THE PROBLEM:
Copy the records below word for word, leaving out the pictures.

Records taken from a collection
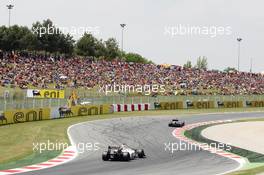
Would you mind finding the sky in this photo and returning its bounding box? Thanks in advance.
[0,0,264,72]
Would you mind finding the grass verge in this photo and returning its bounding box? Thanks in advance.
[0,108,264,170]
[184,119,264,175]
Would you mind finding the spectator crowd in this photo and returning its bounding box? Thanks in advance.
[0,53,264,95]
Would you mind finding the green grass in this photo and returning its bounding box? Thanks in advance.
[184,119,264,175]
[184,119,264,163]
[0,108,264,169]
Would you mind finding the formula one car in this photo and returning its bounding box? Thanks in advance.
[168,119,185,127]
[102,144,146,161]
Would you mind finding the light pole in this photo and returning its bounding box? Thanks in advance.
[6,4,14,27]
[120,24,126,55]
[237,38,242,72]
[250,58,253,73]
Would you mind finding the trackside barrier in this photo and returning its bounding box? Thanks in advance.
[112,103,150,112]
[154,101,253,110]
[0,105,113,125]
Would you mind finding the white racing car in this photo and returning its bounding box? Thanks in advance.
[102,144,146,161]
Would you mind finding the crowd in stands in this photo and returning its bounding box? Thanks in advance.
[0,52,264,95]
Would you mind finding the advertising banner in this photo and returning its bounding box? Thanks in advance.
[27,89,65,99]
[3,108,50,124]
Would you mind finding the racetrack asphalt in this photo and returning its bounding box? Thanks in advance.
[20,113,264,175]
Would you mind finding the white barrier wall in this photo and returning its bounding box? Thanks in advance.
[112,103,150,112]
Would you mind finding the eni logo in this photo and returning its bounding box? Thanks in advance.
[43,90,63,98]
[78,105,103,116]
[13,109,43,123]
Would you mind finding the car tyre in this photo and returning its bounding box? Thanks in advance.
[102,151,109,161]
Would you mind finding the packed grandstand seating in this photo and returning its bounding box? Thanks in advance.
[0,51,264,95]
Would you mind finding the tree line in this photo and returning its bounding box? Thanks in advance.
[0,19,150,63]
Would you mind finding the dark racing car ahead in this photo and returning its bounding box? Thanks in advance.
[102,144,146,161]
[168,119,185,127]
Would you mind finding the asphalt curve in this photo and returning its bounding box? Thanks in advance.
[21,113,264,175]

PROBLEM SOLUTION:
Would you mind finding the sky in this photo and returning its bounding box? Thanks in advance.
[0,0,264,72]
Would you mind finding the grass verge in this photo and returning its bounding box? Thanks in advance.
[0,108,264,170]
[184,119,264,175]
Would you mind finding the spectator crowd in this photo and returning its bounding box? Thanks in advance.
[0,53,264,95]
Would you mind finding the green grass in this photo and returning its bounding box? Thanks in advance.
[184,119,264,175]
[184,119,264,163]
[0,108,264,169]
Would you mind finding the formula one car in this photo and returning its bounding box? Thanks in advance.
[168,119,185,127]
[102,144,146,161]
Would you mind finding the light pole in this photo and returning its bounding box? Thanks in advance.
[6,4,14,27]
[120,24,126,55]
[237,38,242,72]
[250,58,253,73]
Would you mind finding the trackside barrier in this photo and returning its bounding box? Thanks in advance.
[112,103,150,112]
[154,101,253,110]
[0,105,113,125]
Would you mind finding the white racing car in this photo and returning its bounding box? Thanks in advance.
[102,144,146,161]
Would you mind finding the crowd in stands in this photo and returning its bounding box? Thanks in advance.
[0,52,264,95]
Would you mind finding the advertising banner in this photo and returning its bounding box? Thanks in advance.
[27,89,65,99]
[3,108,50,124]
Would you mind finding the racetrack asphalt in this photo and returning its bounding box? Thanks in advance.
[20,113,264,175]
Would you mind finding the white barrier wall in this photo and returning its bounding box? Thanks in advance.
[112,103,150,112]
Would you mind finding the eni logo in this photo and returning its bounding box? Thanks in advance.
[43,90,63,98]
[78,105,103,116]
[13,109,43,123]
Would you mind finding the car tyre in this photo and returning its bounding box? Thanks in advance.
[102,151,109,161]
Would you mind finding the packed grandstand seating in this photo and returning its bounding box? Thanks in advance.
[0,51,264,95]
Would you mind finding the tree line in this photo and returning its bounding box? Thanks in advance.
[0,19,150,63]
Would you mind finding the dark racing car ahead in this photo and returning its bounding box? Thanks in advance.
[102,144,146,161]
[168,119,185,127]
Would you mind finding the asphalt curve in this photo and returning its bounding box? Thanks in advance.
[21,113,264,175]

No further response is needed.